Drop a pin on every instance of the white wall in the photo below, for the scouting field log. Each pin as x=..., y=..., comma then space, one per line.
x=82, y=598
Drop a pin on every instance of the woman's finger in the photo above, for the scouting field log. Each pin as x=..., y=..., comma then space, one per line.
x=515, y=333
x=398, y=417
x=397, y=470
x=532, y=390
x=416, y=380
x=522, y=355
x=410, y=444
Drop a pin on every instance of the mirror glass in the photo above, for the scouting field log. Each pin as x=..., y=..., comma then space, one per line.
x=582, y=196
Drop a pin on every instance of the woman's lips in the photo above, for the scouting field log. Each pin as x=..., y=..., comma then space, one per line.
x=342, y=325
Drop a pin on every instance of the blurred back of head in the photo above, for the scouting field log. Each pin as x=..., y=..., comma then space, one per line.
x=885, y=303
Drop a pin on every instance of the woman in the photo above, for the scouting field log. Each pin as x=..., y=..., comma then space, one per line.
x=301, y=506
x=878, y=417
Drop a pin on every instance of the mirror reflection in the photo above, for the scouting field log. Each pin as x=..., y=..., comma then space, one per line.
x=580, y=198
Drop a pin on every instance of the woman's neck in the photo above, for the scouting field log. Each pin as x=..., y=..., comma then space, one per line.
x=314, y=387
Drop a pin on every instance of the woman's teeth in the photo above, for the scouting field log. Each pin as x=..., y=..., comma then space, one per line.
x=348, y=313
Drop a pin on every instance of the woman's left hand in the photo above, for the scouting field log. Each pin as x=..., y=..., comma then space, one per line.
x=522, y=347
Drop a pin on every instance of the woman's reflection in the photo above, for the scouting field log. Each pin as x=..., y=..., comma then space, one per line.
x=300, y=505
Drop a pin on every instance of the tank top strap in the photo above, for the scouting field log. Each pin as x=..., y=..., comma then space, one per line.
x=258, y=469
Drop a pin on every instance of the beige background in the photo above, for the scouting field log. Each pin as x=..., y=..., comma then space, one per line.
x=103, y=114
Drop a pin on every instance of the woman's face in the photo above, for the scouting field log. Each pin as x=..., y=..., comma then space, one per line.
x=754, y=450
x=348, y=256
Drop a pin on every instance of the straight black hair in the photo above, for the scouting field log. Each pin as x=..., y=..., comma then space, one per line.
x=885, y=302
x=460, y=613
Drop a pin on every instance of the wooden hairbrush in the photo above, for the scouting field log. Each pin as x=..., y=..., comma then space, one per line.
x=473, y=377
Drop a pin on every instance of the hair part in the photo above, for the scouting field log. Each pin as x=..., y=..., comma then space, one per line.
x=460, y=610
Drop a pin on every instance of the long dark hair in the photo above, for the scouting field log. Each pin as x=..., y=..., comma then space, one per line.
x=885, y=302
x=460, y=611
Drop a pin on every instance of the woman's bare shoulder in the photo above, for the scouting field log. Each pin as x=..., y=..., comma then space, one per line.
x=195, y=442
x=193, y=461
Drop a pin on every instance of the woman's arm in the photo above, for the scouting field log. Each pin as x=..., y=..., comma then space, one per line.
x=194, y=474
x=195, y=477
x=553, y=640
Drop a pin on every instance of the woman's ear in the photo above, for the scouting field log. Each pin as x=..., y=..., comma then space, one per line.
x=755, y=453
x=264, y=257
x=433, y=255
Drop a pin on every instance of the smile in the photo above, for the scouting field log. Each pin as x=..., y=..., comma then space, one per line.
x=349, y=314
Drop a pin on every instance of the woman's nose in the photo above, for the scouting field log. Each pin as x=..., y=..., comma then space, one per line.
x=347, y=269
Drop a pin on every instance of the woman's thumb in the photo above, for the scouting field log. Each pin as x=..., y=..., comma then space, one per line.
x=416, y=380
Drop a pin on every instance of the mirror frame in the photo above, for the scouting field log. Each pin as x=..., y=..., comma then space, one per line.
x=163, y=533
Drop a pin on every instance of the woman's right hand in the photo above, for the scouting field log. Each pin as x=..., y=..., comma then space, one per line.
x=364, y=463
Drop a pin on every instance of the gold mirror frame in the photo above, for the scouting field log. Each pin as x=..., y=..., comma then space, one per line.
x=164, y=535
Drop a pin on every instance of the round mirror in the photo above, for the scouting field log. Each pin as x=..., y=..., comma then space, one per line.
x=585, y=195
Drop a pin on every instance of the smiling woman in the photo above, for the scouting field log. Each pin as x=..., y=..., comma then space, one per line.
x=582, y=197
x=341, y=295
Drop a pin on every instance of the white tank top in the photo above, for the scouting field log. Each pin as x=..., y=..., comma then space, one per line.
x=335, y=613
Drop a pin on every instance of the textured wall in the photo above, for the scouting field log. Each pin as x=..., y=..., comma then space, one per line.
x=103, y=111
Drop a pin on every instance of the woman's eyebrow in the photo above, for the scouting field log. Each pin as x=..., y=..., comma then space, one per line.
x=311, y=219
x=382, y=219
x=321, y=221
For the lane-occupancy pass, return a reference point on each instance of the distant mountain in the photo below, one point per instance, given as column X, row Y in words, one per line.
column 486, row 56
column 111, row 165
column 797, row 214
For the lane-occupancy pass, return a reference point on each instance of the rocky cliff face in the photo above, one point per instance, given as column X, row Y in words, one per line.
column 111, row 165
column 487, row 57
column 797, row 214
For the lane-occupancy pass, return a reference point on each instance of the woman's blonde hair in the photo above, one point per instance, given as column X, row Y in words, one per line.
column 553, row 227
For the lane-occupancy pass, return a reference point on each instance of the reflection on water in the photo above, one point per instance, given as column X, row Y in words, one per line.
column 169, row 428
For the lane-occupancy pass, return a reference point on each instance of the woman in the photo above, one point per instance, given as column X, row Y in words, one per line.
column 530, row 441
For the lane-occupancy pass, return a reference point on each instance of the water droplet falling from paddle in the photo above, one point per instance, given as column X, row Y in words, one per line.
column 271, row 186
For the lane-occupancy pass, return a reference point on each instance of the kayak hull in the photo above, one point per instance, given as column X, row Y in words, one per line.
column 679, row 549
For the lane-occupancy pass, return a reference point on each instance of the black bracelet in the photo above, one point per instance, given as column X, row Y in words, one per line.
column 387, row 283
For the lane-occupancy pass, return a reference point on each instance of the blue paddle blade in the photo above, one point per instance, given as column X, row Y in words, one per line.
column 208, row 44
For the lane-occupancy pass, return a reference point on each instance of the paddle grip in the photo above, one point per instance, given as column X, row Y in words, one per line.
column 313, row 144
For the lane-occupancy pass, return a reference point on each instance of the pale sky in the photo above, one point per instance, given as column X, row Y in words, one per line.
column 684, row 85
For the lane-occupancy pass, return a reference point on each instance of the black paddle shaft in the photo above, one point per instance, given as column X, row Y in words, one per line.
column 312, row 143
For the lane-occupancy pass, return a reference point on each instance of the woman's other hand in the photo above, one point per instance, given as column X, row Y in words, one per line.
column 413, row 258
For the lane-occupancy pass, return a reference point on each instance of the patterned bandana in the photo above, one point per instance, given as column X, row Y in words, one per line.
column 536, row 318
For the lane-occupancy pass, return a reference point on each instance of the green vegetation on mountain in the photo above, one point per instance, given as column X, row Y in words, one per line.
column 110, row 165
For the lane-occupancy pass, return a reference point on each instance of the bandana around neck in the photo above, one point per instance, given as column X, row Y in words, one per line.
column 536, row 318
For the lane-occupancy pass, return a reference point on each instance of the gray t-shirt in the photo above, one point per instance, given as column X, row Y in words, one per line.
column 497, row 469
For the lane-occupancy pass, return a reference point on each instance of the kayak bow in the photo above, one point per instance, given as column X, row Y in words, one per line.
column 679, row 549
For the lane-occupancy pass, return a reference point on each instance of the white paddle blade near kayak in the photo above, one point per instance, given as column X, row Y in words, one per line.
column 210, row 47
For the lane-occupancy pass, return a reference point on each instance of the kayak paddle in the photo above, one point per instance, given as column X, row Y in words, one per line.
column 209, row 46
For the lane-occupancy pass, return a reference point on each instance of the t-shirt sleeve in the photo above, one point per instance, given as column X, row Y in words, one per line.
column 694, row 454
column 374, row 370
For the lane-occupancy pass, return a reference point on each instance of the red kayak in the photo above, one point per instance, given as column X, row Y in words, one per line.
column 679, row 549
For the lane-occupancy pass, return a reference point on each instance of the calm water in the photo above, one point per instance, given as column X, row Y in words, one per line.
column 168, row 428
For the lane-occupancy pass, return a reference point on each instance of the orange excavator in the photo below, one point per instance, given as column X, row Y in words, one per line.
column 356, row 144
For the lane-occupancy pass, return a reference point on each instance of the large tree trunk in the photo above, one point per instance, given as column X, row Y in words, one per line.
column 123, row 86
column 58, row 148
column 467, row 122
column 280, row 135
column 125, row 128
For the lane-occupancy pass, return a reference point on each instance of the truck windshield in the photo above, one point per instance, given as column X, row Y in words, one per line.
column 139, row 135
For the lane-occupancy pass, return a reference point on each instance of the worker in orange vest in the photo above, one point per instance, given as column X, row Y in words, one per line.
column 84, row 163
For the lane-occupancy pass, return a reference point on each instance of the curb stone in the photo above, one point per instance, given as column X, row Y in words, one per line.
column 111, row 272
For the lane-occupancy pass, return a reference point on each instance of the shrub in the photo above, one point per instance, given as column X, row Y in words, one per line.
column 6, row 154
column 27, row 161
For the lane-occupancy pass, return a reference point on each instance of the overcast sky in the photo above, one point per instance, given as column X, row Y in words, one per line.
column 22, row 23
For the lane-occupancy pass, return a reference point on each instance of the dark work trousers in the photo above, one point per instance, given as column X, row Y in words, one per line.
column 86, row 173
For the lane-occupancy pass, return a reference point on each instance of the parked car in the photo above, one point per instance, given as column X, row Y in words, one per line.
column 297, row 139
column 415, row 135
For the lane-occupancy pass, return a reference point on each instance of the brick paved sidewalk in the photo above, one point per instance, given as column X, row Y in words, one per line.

**CHALLENGE:** Turn the material, from its first line up to and including the line with "x=258, y=469", into a Markdown table with the columns No. and Line, numbering each row and leaving out blank lines.

**REPLY:**
| No. | Line |
|---|---|
| 1 | Drop a pin on every instance of the white wall in the photo below, for the scouting field log. Each pin as x=..., y=..., comma then space, one per line. |
| 2 | x=82, y=598 |
| 3 | Drop a pin on every instance of the woman's finger in the photo above, for the scouting field log. Each pin as x=..., y=..., comma then space, one per line. |
| 4 | x=515, y=333 |
| 5 | x=398, y=417 |
| 6 | x=397, y=470 |
| 7 | x=532, y=390 |
| 8 | x=416, y=380 |
| 9 | x=522, y=355 |
| 10 | x=410, y=444 |
| 11 | Drop a pin on every instance of the mirror glass in the photo above, for the scouting field log. Each pin as x=..., y=..., comma then space, one per line. |
| 12 | x=582, y=196 |
| 13 | Drop a pin on every instance of the woman's lips in the photo above, for the scouting field log. Each pin as x=..., y=..., comma then space, one per line. |
| 14 | x=342, y=325 |
| 15 | Drop a pin on every instance of the blurred back of head in the photo above, for the scouting field log. Each pin as x=..., y=..., comma then space, one per line. |
| 16 | x=885, y=303 |
| 17 | Drop a pin on every instance of the woman in the photo above, for the scouting field log. Each pin as x=..., y=..., comma then space, one per line. |
| 18 | x=301, y=506 |
| 19 | x=878, y=417 |
| 20 | Drop a pin on every instance of the mirror reflection in the photo above, for the scouting field log. Each pin as x=..., y=..., comma then space, one per line. |
| 21 | x=580, y=198 |
| 22 | Drop a pin on every instance of the woman's neck in the photo above, for the scouting field log. Each pin as x=..., y=..., comma then space, one per line. |
| 23 | x=314, y=387 |
| 24 | Drop a pin on every instance of the woman's teeth in the photo above, for the scouting field log. Each pin as x=..., y=..., comma then space, one per line. |
| 25 | x=348, y=313 |
| 26 | Drop a pin on every instance of the woman's left hand in the photo above, for the scouting field log. Each pin as x=..., y=..., comma then space, one per line. |
| 27 | x=522, y=347 |
| 28 | Drop a pin on every instance of the woman's reflection in the photo above, for the scouting field log. Each pin as x=..., y=..., comma then space, one per line. |
| 29 | x=300, y=505 |
| 30 | Drop a pin on every instance of the tank top strap in the photo above, for the scouting field log. Each pin as x=..., y=..., comma then space, one per line. |
| 31 | x=258, y=469 |